### INFORMATION PROVIDED

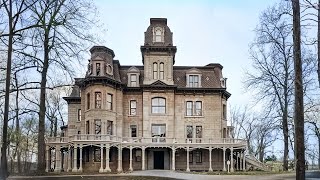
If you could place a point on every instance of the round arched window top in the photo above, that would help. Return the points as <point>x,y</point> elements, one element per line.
<point>109,69</point>
<point>158,33</point>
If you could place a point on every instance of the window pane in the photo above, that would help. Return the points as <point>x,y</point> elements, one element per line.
<point>133,107</point>
<point>98,100</point>
<point>109,127</point>
<point>133,104</point>
<point>162,102</point>
<point>198,131</point>
<point>189,131</point>
<point>79,114</point>
<point>133,130</point>
<point>161,66</point>
<point>97,123</point>
<point>97,155</point>
<point>189,108</point>
<point>88,101</point>
<point>109,101</point>
<point>133,77</point>
<point>198,108</point>
<point>98,69</point>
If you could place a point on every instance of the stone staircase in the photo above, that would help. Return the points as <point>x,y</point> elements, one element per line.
<point>253,162</point>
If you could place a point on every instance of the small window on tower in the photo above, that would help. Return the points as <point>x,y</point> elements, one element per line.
<point>161,72</point>
<point>98,69</point>
<point>158,34</point>
<point>155,70</point>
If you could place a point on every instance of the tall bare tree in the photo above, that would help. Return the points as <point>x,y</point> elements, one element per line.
<point>63,35</point>
<point>298,84</point>
<point>271,53</point>
<point>14,11</point>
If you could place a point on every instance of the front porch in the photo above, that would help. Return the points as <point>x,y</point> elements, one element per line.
<point>104,153</point>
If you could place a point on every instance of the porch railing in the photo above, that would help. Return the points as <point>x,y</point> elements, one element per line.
<point>113,138</point>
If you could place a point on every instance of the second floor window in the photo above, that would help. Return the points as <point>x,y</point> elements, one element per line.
<point>87,127</point>
<point>224,112</point>
<point>88,101</point>
<point>133,107</point>
<point>98,69</point>
<point>158,34</point>
<point>155,70</point>
<point>158,105</point>
<point>109,127</point>
<point>193,81</point>
<point>109,101</point>
<point>79,114</point>
<point>98,100</point>
<point>189,132</point>
<point>97,123</point>
<point>133,129</point>
<point>161,71</point>
<point>194,108</point>
<point>133,80</point>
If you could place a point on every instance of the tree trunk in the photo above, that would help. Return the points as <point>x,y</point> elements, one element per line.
<point>42,111</point>
<point>17,125</point>
<point>319,152</point>
<point>319,41</point>
<point>298,101</point>
<point>4,165</point>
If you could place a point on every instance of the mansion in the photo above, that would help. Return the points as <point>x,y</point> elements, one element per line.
<point>150,116</point>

######

● SHORT EXERCISE: From the line that contains "of the tree" to the last line of the material above, repeat every line exactly, keeping both the first and the last.

● COMPLETE ANSWER:
If you could place a point on every instance of the tree trunk in the photo above, that would help. Return the points as <point>x,y</point> elements, one element per line.
<point>42,111</point>
<point>17,125</point>
<point>319,152</point>
<point>319,41</point>
<point>298,101</point>
<point>4,165</point>
If you could place a point on every instance of the mansion in the photo above, that would help. Return the points as <point>x,y</point> elements, one element per line.
<point>150,116</point>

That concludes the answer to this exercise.